== PASSAGE ==

Week 56/4: Your Availability Tells the Truth
- Glen Jensen

- Feb 3
- 4 min read

You don’t need stronger boundaries.
You need something stronger pulling you forward.
You’re Not Generous. You’re Drifting.
Over-availability is not generosity. It’s drift wearing a nice shirt.
The Yes That Arrives Too Fast
Most people think they have a boundary problem.
They answer too fast.
They say yes before they’ve checked in with themselves.
They feel a faint resentment afterward.
They wonder why they can’t be firmer.
So, they look for explanations.
People-pleasing.
Poor assertiveness.
Old patterns that need fixing.
But that story skips something quieter and more precise.
Availability often has less to do with weakness and more to do with orientation.
This is not to deny real constraints.
Some seasons require availability.
Some roles come with it.
But even then, over-availability has a shape.
And it leaves clues.
You’re not available because you’re bad at saying no.
You’re available because, in that moment, nothing else is clearly more important.
Not because you’re broken.
Because your future has not started exerting gravity yet.
When nothing is pulling you forward, almost everything feels interruptible.
What Your Availability Is Already Telling You

“I need better boundaries with people” quietly becomes:
“My availability is telling me the truth about my orientation.”
Availability becomes a signal, not a flaw.
Earlier, attention was revealed as something governed by defaults before choice enters the room.
Then it became clear how unfinished endings prevent real rest.
Last week showed that relief often comes from releasing pressure, not adding more.
This week stays inside that same posture.
Notice where you respond instantly.
Notice where you delay.
Notice where resentment quietly appears.
These are not character failures.
They are readouts.
Your calendar, inbox, and reflexes are already telling the truth about what currently carries weight and what does not.
When Yes Starts to Cost Something

If you are ever given a real pivot, a clean pause, a reset, a moment where the defaults loosen, design your life first.
Not because it’s indulgent.
Because afterward, for the first time, “yes” exacts a real price.
Not a dramatic price.
A practical one.
Every yes displaces something else.
Even if you cannot name what it displaced yet.
This is where most people feel uneasy.
They try to keep every option open.
They fear missing out.
They attempt to pour fifteen gallons into a ten-gallon hat.
But here is the inversion most people miss.
Even on your best day, you do not have ten gallons of attention.
You have about five.
The rest is already spoken for by recovery, integration, and rest, whether you acknowledge it or not.
When this goes unseen, exhaustion gets mistaken for commitment.
Busyness starts to look like generosity.
Over-availability thrives in this blind spot.
Once you step back and really look, the pattern is usually clear.
You were not saying yes because everything mattered.
You were saying yes because nothing had claimed gravity yet.
That is not a boundary failure.
It is an orientation problem.
Do Not Fix This Yet
For one week, notice only.
Do not correct.
Do not optimize.
Do not explain yourself.
Just collect data.
What you answer immediately.
What you postpone.
What you agree to and quietly resent.
*What you never even consider doing
.
*Observing absence is hard. That is part of the data.
Do not moralize the results.

===
== GIVEN INFORMATION ==

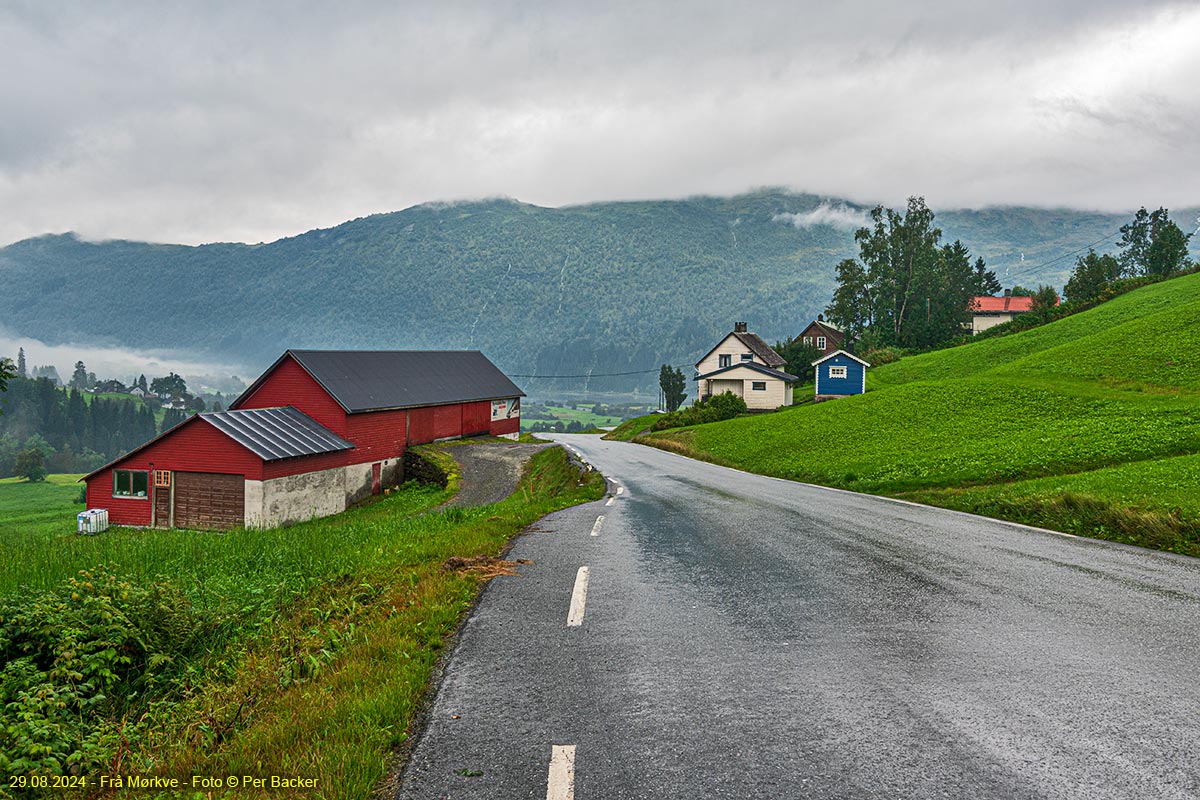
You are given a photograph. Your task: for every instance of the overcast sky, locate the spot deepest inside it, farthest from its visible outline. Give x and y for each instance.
(249, 121)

===

#### TASKS TO PERFORM:
[a] Decide whether each statement below agrees with the essay on availability, answering yes or no and quoting the deciding words of the essay: (i) Even on your best day, you have about five gallons of attention. (ii) During the one-week observation, you should correct what you notice. (iii) Over-availability is a form of generosity.
[b] According to the essay on availability, what three things already claim the rest of your attention?

#### THE SOLUTIONS:
[a]
(i) Yes: "Even on your best day, you do not have ten gallons of attention. You have about five."
(ii) No: "Do not correct."
(iii) No: "Over-availability is not generosity."

[b] Recovery, integration, and rest.